Stated problem 1:
Answer these questions from the article on the album One Fine Day:
(a) Which record label released the album?
(b) What was its peak position on the Irish Albums Chart?
(c) At what position did it enter the U.S. Classical Albums chart?
Stated problem 2: Reproduce a passage from the article on the album One Fine Day. Begin at the words "Katherine Jenkins chronology" and stop after "of her control.".
Stated problem 3: Take the article on the album One Fine Day further, writing on from its final sentence.

Source document:

++++

Compilation album by Katherine Jenkins
- Released: 30 September 2011
- Genre: Classical
- Label: Decca Records

Katherine Jenkins chronology
| Sweetest Love (2011) | One Fine Day (2011) | Daydream (2011) |

= One Fine Day (Katherine Jenkins album) =

One Fine Day is a compilation album by Welsh mezzo-soprano singer Katherine Jenkins. It was released in the United Kingdom on 30 September 2011 as a Digital download and on 3 October 2011 as a CD. It peaked to number 43 on the Irish Albums Chart.

In the Billboard week 21 April 2012 (which was first posted online on 12 April 2012), after Jenkins began to appear on Dancing with the Stars, the album entered the U.S. Classical Albums chart at #22.

Jenkins has explicitly stated that she does not want fans to buy this album, which contains no new material and was released by her previous record company, out of her control.

++++

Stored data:

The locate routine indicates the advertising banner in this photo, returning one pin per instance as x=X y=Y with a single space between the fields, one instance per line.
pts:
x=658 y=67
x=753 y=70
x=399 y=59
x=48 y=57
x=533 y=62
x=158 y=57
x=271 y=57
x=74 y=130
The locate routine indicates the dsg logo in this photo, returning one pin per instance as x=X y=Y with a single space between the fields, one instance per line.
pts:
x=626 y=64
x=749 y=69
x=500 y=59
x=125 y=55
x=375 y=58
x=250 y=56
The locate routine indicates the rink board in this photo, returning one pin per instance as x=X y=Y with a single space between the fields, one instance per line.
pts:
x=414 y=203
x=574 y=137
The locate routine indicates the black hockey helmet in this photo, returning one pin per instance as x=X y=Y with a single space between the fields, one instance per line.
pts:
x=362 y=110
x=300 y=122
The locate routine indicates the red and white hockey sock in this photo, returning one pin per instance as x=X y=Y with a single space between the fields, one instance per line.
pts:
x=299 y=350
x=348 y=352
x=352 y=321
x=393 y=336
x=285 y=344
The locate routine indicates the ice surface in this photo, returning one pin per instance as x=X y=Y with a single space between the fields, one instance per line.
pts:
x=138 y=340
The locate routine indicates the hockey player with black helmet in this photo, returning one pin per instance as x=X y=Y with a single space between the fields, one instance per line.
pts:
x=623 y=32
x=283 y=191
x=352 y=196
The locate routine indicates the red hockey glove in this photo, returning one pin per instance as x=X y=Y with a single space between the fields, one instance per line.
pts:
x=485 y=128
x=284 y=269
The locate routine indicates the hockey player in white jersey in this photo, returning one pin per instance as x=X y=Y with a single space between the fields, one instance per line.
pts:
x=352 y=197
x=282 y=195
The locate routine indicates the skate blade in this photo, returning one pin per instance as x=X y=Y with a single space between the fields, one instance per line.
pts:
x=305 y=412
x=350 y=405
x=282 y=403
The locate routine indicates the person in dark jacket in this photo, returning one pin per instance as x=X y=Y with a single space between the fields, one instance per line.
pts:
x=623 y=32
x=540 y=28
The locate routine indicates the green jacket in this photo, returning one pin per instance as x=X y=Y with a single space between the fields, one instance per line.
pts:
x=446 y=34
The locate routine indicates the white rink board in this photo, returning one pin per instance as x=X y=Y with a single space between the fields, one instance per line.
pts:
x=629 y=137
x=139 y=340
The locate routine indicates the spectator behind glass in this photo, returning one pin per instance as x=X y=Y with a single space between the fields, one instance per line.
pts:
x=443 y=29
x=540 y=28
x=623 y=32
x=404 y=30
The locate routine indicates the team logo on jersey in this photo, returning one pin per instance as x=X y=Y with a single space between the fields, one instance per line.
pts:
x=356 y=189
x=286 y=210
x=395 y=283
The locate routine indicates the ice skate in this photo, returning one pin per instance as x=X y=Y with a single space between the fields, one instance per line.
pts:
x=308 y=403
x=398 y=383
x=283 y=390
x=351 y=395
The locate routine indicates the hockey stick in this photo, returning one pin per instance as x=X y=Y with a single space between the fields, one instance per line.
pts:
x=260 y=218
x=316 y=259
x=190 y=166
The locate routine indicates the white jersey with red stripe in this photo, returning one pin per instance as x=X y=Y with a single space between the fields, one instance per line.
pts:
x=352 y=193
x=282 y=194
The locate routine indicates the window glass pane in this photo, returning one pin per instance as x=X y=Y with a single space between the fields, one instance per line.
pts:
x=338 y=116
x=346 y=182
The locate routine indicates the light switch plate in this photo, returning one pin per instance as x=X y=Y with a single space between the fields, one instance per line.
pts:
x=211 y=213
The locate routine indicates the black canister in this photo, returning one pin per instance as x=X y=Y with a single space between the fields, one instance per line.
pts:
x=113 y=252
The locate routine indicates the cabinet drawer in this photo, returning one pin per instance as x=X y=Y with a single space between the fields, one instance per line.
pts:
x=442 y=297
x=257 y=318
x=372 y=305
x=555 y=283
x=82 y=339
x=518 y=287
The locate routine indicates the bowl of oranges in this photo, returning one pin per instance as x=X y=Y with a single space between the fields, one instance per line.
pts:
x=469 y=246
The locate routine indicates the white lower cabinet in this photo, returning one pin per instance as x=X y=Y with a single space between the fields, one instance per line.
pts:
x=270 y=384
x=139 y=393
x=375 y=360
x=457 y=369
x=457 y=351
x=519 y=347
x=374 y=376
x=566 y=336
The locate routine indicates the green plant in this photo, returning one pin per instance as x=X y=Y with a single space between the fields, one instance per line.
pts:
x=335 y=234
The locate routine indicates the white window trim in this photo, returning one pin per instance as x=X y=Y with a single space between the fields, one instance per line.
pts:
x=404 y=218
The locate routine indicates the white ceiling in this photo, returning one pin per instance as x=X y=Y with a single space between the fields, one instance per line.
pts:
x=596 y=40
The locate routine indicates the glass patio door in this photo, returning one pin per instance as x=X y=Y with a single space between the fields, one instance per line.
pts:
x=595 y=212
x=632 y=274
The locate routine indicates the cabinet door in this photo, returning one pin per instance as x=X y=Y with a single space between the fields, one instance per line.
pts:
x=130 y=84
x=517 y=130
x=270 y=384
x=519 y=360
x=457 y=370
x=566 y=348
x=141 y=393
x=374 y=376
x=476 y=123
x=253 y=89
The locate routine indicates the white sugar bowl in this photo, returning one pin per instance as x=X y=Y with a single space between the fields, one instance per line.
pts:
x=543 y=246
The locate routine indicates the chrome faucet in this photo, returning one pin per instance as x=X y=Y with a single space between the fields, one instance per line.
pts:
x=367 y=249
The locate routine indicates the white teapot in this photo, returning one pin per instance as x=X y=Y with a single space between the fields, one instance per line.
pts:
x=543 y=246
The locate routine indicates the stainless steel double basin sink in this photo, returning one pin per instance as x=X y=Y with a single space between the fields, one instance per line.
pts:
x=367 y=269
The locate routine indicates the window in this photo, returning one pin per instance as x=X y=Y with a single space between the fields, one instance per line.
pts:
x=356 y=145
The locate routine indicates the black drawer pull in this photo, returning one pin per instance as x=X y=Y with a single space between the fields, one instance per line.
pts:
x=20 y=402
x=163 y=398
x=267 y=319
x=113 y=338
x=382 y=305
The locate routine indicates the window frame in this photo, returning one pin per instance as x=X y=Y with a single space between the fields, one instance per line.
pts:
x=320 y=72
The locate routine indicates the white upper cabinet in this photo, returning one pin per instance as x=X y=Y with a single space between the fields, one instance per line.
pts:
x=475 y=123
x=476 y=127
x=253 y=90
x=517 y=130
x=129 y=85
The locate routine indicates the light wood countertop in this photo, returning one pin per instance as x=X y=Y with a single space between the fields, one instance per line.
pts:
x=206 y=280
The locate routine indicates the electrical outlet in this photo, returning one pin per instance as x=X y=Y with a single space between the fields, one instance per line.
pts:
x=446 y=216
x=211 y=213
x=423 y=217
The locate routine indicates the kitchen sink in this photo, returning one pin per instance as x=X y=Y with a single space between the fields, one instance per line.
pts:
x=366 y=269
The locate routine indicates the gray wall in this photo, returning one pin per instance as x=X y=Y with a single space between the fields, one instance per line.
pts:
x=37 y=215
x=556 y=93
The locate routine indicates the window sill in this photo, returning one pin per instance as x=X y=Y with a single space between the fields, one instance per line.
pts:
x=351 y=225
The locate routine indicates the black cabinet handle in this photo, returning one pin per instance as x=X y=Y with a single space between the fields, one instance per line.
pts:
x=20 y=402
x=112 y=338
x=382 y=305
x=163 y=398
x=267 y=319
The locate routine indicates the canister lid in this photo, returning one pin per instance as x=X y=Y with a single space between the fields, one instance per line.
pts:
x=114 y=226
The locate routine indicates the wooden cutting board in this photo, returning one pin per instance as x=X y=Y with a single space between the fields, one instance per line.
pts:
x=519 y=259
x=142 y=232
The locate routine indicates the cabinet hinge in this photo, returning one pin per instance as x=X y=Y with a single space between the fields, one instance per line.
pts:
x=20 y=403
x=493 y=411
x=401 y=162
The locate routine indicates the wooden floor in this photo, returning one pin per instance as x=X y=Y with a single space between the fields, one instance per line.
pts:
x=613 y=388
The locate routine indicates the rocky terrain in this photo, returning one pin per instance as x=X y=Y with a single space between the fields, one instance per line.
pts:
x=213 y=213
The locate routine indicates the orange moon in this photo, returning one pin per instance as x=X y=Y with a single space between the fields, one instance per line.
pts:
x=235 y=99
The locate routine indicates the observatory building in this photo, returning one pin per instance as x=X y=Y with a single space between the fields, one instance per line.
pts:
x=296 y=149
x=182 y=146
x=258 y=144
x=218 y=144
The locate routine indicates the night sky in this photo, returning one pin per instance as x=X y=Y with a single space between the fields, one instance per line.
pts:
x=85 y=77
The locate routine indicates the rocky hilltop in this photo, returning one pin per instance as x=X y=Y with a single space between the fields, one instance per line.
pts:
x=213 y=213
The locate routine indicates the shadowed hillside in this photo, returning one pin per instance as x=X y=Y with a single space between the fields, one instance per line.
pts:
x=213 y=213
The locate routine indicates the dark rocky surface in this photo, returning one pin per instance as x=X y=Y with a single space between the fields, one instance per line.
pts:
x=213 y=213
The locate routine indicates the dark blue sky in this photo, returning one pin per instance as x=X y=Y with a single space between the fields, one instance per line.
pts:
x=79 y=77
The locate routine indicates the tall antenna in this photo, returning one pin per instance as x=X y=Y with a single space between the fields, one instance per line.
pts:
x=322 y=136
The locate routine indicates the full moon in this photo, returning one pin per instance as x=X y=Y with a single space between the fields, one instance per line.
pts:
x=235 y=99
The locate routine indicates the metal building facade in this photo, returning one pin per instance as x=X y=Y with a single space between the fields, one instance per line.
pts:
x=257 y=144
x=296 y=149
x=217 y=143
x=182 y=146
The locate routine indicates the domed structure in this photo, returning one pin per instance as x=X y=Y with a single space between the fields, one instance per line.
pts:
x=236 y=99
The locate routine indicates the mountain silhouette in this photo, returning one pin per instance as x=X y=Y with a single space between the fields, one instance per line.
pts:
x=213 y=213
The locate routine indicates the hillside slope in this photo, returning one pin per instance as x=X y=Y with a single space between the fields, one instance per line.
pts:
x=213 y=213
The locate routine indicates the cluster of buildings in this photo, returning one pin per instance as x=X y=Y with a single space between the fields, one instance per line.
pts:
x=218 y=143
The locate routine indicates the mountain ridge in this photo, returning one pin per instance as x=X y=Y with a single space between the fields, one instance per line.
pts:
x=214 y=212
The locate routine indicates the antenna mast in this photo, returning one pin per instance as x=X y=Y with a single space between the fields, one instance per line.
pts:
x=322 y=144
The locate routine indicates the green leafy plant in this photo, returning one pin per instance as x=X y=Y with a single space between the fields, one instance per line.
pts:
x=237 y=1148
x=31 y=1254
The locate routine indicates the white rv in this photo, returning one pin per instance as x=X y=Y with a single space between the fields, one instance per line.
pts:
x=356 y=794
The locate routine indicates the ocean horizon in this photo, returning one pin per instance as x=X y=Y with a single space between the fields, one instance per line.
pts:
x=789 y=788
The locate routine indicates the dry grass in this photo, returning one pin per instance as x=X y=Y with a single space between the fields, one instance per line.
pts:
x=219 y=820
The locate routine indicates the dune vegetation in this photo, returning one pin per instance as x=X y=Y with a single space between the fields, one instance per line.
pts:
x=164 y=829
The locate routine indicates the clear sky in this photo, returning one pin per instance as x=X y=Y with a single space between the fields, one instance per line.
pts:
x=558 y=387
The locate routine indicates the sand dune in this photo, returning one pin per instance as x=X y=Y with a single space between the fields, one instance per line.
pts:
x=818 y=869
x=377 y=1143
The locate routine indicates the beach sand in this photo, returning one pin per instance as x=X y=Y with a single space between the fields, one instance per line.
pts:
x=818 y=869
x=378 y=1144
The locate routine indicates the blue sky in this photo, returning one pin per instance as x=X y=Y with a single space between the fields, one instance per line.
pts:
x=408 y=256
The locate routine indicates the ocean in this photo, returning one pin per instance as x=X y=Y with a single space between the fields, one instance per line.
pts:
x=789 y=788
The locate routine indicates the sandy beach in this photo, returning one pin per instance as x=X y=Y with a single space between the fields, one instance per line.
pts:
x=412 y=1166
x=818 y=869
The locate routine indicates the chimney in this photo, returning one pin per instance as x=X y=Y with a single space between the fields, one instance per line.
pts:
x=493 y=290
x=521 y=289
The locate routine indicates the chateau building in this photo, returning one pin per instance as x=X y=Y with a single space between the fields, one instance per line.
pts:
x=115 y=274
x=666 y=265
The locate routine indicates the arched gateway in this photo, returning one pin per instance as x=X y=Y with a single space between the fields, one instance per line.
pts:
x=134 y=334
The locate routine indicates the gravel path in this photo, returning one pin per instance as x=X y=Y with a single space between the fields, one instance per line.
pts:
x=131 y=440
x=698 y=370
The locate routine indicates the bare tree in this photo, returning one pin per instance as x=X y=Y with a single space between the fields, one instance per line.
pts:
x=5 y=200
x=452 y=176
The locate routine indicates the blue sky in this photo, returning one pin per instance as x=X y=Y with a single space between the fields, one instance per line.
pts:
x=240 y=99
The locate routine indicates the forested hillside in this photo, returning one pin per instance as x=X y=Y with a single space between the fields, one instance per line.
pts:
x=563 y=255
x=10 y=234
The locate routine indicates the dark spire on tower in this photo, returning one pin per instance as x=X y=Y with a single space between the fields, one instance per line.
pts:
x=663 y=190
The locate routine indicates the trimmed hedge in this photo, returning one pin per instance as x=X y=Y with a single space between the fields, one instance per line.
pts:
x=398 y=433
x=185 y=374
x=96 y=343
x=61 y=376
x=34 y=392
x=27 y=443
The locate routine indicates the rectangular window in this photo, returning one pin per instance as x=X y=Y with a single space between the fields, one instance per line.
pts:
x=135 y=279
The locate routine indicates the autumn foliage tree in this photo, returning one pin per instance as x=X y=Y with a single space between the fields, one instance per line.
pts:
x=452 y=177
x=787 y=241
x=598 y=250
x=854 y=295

++++

Written reply 1:
(a) Decca Records
(b) Number 43
(c) #22

Written reply 2:
Katherine Jenkins chronology
| Sweetest Love (2011) | One Fine Day (2011) | Daydream (2011) |

= One Fine Day (Katherine Jenkins album) =

One Fine Day is a compilation album by Welsh mezzo-soprano singer Katherine Jenkins. It was released in the United Kingdom on 30 September 2011 as a Digital download and on 3 October 2011 as a CD. It peaked to number 43 on the Irish Albums Chart.

In the Billboard week 21 April 2012 (which was first posted online on 12 April 2012), after Jenkins began to appear on Dancing with the Stars, the album entered the U.S. Classical Albums chart at #22.

Jenkins has explicitly stated that she does not want fans to buy this album, which contains no new material and was released by her previous record company, out of her control.

Written reply 3:
==Track listing==

| No. | Title | Length |
|---|---|---|
| 1. | "Ave Maria" (Album Version) | 3:52 |
| 2. | "One Fine Day" (Un Bel Di) | 4:14 |
| 3. | "Music Of The Night" | 5:45 |
| 4. | "Requiem for a Soldier" | 3:45 |
| 5. | "I've Dreamed Of You" (Questo e per te) | 3:35 |
| 6. | "Nessun Dorma" | 2:50 |
| 7. | "Barcarolle" | 2:15 |
| 8. | "The Prayer" (Album Version) | 4:37 |
| 9. | "Shout In Silence" | 4:45 |
| 10. | "The Lord Is My Shepherd" | 4:22 |
| 11. | "O Mio Babbino Caro" (Album Version) | 2:35 |
| 12. | "Sancta Maria" | 3:48 |
| 13. | "Panis Angelicus" | 2:38 |
| 14. | "O Sole Mio" | 3:16 |
| 15. | "Va Pensiero" | 3:45 |

==Chart performance==

| Chart (2011) | Peak position |
|---|---|
| Irish Albums Chart | 43 |

It also charted at #21 on the Billboard U.S. Classical Albums chart for the "Week of May 26, 2012" and at #22 on that chart for the "Week of April 21, 2012"

==Certifications==

| Region | Certification | Certified units/sales |
| United Kingdom (BPI) | Silver | 60,000^{‡} |
^{‡} Sales+streaming figures based on certification alone.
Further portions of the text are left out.